## EXCERPT
Wednesday, March 05, 2008

ERUDITESWINE

I felt like a child again. Everywhere I turned, there was someone chastising me and the world I lived in. After an adult lifetime of work, I was being charged with representing evil. They even used the “M” word (to an Italian, that is the ultimate slur, to belong to an organized criminal enterprise).

Then I decided to try the game from my accuser’s perspective, work up empathy for their pain and suffering.

It happened when I was in California last month, there were some things I forgot to bring back. A week in wine country and how could I not remember to snag a few gems for the old homestead’s larder? This would be the perfect opportunity to put my plan into action. I would make up for the time lost, and late one evening I got online, credit card at the ready. I was going to go around the system, make a break from the conventional, go hog wild.

I had scoped out what I wanted to buy. There were pleasant memories from past transgressions of interstate commerce. Smoky flavors, mellow wood, something exotic, not your usual Limousin. There was a firmness to the body, a bold expression of flavors, with comfort and the forbidden, interwoven into a burst of flavor that I could not forget. In fact, this one was hard to shake off. I just had to get me some more. All the years of traveling, immersing myself in Italian counterparts had me all but renouncing where I had come from, as if I were in front of Savonarola at the Inquisition.

But now I was in outlaw mode. This would be no whimper of rebellion. I would stand tall with the other revolutionaries who were rejecting the accepted norms or procurement. How would this put me in the standing of my industry colleagues? Or the Italians who had fed me the finest from their artisanal confines? It might put me at risk, but it was a chance I just had to take.

## TASK STATEMENT
In the blog post, why did the narrator see the late-evening online purchase as the perfect chance to carry out the plan?

## DATA RECORDS
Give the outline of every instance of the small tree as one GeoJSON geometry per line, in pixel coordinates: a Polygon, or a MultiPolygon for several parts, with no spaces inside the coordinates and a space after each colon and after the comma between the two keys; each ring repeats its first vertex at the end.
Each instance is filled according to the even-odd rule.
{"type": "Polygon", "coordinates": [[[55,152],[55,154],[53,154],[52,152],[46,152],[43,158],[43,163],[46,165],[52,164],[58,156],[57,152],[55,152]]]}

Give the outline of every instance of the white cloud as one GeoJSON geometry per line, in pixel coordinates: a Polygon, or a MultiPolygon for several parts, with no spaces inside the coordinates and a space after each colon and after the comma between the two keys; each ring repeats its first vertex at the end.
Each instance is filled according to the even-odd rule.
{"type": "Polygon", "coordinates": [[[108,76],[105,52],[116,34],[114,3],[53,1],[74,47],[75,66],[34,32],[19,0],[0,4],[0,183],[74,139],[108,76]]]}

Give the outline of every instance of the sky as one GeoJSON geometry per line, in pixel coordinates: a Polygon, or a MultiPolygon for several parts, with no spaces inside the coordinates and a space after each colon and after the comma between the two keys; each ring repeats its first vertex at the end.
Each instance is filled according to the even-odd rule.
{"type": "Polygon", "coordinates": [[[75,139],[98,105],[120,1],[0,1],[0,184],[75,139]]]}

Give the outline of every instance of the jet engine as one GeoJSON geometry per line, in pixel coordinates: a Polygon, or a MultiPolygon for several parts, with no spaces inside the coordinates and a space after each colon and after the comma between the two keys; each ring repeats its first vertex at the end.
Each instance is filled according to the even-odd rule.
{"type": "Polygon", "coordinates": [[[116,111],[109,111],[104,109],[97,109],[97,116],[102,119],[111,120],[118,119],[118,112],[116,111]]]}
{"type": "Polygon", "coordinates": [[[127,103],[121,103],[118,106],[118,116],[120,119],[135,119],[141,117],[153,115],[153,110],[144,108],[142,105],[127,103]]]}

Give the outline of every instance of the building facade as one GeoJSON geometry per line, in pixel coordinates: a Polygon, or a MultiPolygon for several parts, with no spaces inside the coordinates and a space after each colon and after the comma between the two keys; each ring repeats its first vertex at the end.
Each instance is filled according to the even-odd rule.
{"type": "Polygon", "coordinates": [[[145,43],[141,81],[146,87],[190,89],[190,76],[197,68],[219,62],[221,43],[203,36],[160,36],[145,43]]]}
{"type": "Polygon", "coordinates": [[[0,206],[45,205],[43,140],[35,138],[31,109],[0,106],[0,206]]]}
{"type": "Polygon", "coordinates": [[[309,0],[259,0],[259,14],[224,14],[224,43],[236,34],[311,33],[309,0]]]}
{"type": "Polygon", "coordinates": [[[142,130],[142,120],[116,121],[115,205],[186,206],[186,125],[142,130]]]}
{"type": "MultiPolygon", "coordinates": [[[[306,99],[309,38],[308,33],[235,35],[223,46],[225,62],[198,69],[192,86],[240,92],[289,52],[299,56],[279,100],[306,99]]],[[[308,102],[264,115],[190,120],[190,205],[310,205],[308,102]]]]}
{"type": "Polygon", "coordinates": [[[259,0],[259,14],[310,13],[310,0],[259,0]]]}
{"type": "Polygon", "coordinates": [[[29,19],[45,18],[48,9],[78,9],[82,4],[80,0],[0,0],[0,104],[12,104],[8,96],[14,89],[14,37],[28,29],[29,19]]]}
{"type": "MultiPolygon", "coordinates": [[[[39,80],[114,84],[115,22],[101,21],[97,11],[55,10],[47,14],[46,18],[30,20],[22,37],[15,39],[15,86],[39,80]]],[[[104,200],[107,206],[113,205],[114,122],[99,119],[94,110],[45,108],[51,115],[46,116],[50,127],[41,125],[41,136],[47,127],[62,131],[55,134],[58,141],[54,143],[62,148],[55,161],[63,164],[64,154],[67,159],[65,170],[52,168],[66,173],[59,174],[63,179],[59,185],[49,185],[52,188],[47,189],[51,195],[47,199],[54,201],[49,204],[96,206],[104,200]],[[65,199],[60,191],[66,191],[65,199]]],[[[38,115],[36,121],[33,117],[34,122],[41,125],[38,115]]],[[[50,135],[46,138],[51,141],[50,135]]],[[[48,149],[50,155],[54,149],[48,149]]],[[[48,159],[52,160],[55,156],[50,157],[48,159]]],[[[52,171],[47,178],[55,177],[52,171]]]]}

## RESULT
During a week in California wine country last month, the narrator forgot to bring back some things for the home larder. Ordering them online would make up for that lost time.